*** Passage to read
Galloway made many aggressive and controversial statements in opposition to the 2003 invasion of Iraq. For these, and after 34 years of membership and having held leadership positions, he was expelled from the Labour party. He reportedly said in a 28 March, 2003 interview with Abu Dhabi TV that Tony Blair and George W. Bush had "lied to the British Air Force and Navy, when they said the battle of Iraq would be very quick and easy. They attacked Iraq like wolves...." and added, "... the best thing British troops can do is to refuse to obey illegal orders."[14] He called the Labour government "Tony Blair's lie machine."[15] His most controversial statement from the interview may have been "Iraq is fighting for all the Arabs. Where are the Arab armies?".[16]

The Observer newspaper said in 2003 that the Director for Public Prosecutions was considering a request to pursue Galloway under the Incitement to Disaffection Act, 1934.[17]

On 18 April The Sun published an interview with Tony Blair in which Blair said "His comments were disgraceful and wrong. The National Executive will deal with it." Citing Galloway's comments regarding the Iraq war, the General Secretary of the Labour Party suspended him from holding office in the party on 6 May, 2003, pending a hearing on charges that he had violated the party's constitution by "bringing the Labour Party into disrepute through behaviour that is prejudicial or grossly detrimental to the Party". The National Constitutional Committee held a hearing on 22 October, 2003, to consider the charges, taking evidence from Galloway himself, from other party witnesses, viewing media interviews, and hearing character testimony from (among others) veteran former Labour MP and ex-minister Tony Benn. The following day, the committee found the charge of bringing the party into disrepute proved, and expelled Galloway from the Labour Party forthwith. Galloway called the Committee's hearing "a show trial" and "a kangaroo court".[18]

2005 election

In January 2004 Galloway announced he would be working with members of the English Socialist Alliance and others under the name Respect - The Unity Coalition, generally referred to simply as Respect. Many commentators[who?] were surprised by this development since Galloway had a track record of antipathy toward Trotskyists, and the largest component of Respect is the Socialist Workers Party, which broadly identifies itself as part of the Trotskyist political tradition. Some former members of the Socialist Alliance, including the Workers Liberty and Workers Power groups, objected to forming a coalition with Galloway, citing his political record, and his refusal to accept an average worker's wage, with Galloway claiming "I couldn’t live on three workers’ wages".[19]

He stood as the Respect candidate in London in the 2004 European Parliament elections, but failed to win a seat after receiving 91,175 of the 115,000 votes he needed.
******
*** Extracted material
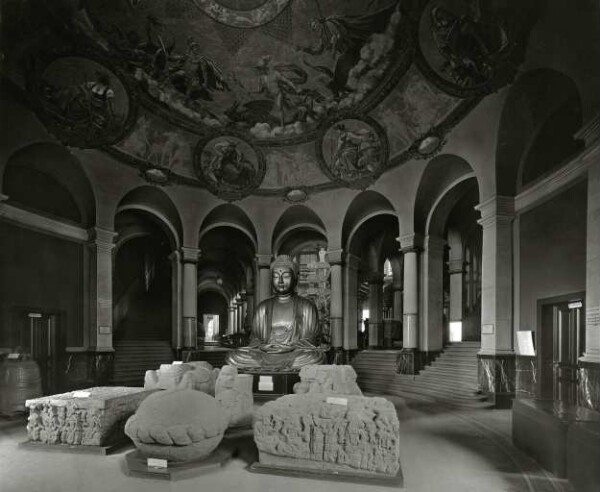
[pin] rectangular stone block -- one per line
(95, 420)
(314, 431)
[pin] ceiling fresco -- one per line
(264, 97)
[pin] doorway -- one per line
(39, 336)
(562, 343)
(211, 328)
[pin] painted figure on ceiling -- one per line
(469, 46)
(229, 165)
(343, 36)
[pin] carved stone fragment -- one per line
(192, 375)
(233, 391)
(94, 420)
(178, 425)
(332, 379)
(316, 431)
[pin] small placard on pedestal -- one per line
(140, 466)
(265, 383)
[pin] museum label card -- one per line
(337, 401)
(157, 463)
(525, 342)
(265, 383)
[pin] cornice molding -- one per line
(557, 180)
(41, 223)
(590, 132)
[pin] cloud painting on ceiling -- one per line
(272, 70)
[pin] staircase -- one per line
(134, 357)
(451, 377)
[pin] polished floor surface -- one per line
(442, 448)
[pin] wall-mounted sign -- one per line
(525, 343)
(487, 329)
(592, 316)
******
*** Extracted material
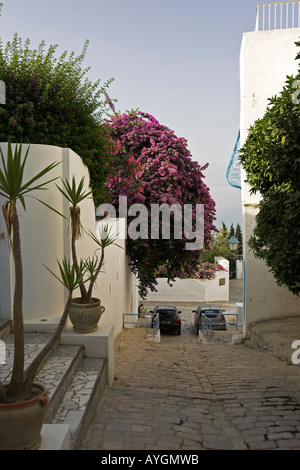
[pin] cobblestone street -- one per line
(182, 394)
******
## List of tasks:
**a)** Do the following statements agree with the passage on Galloway? Answer yes or no for each, and quote the words of the passage that decide it.
(i) Galloway had been a Labour Party member for 34 years when he was expelled.
(ii) Tony Benn gave character testimony at the committee's hearing.
(iii) Galloway won a seat in the 2004 European Parliament elections.
**b)** Write out the passage on Galloway between "He stood as" and "votes he needed.", inclusive, substituting "Manchester" for "London".

## Solutions:
**a)**
(i) Yes: "after 34 years of membership and having held leadership positions, he was expelled from the Labour party"
(ii) Yes: "hearing character testimony from (among others) veteran former Labour MP and ex-minister Tony Benn"
(iii) No: "failed to win a seat after receiving 91,175 of the 115,000 votes he needed"

**b)**
He stood as the Respect candidate in Manchester in the 2004 European Parliament elections, but failed to win a seat after receiving 91,175 of the 115,000 votes he needed.